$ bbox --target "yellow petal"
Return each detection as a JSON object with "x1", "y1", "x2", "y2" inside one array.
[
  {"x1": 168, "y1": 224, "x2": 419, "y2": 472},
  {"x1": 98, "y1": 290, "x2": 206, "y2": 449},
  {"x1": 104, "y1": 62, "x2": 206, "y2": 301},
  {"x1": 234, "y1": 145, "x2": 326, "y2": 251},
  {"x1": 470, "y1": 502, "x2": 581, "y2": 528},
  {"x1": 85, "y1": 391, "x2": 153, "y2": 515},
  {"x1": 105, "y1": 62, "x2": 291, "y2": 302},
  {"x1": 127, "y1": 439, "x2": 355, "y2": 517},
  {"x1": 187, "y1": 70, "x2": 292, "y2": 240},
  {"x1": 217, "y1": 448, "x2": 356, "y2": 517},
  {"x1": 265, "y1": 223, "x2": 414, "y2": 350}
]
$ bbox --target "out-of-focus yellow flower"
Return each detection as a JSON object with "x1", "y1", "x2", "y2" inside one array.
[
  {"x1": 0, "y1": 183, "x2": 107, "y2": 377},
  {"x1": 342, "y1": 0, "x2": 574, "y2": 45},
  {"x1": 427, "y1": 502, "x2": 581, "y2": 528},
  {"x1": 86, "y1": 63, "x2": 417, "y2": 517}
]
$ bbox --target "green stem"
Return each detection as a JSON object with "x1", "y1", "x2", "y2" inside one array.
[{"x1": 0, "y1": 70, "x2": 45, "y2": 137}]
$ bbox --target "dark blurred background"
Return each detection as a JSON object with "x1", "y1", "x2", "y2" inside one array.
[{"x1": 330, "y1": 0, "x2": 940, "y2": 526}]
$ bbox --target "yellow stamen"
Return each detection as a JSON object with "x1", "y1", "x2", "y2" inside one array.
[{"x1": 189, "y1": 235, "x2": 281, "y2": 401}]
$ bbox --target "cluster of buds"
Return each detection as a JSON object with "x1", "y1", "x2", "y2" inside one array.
+ + +
▶ _Given task_
Can you rescale every line above by reproducing each one in full, with only the bounding-box coordinate values multiplied by 1.95 and rounded to whole numbers, halves rounding up?

▶ _Complete response_
$ bbox --target "yellow petal"
Return each detection as a JSON object with "x1", "y1", "x2", "y2" inside one array.
[
  {"x1": 328, "y1": 437, "x2": 817, "y2": 920},
  {"x1": 191, "y1": 566, "x2": 402, "y2": 876},
  {"x1": 203, "y1": 121, "x2": 402, "y2": 587},
  {"x1": 456, "y1": 283, "x2": 636, "y2": 489},
  {"x1": 917, "y1": 979, "x2": 1133, "y2": 1030},
  {"x1": 166, "y1": 762, "x2": 298, "y2": 1004},
  {"x1": 205, "y1": 121, "x2": 567, "y2": 589},
  {"x1": 248, "y1": 856, "x2": 692, "y2": 1008},
  {"x1": 365, "y1": 137, "x2": 569, "y2": 468},
  {"x1": 423, "y1": 874, "x2": 694, "y2": 1008},
  {"x1": 517, "y1": 435, "x2": 807, "y2": 683}
]
$ bbox --target "out-of-focus yellow flower"
Return each detection as a JSON object with "x1", "y1", "x2", "y2" inside one array.
[
  {"x1": 0, "y1": 357, "x2": 209, "y2": 735},
  {"x1": 667, "y1": 0, "x2": 1119, "y2": 88},
  {"x1": 833, "y1": 979, "x2": 1133, "y2": 1030},
  {"x1": 168, "y1": 123, "x2": 813, "y2": 1008}
]
$ bbox --target "green stem"
Return each detection as a JSON object with "x1", "y1", "x2", "y2" inside one array.
[{"x1": 0, "y1": 137, "x2": 88, "y2": 267}]
$ bbox --target "dark blurred background"
Return each detection as a JSON object with "x1", "y1", "x2", "y2" inside one array.
[{"x1": 644, "y1": 0, "x2": 1833, "y2": 1026}]
$ bbox --target "yellow stamen"
Return each detection as a JSON object with "x1", "y1", "x2", "y2" inside one array.
[{"x1": 369, "y1": 458, "x2": 548, "y2": 782}]
$ bbox --target "cluster of buds"
Return each detection as a JSON object with "x1", "y1", "x2", "y2" inside one array.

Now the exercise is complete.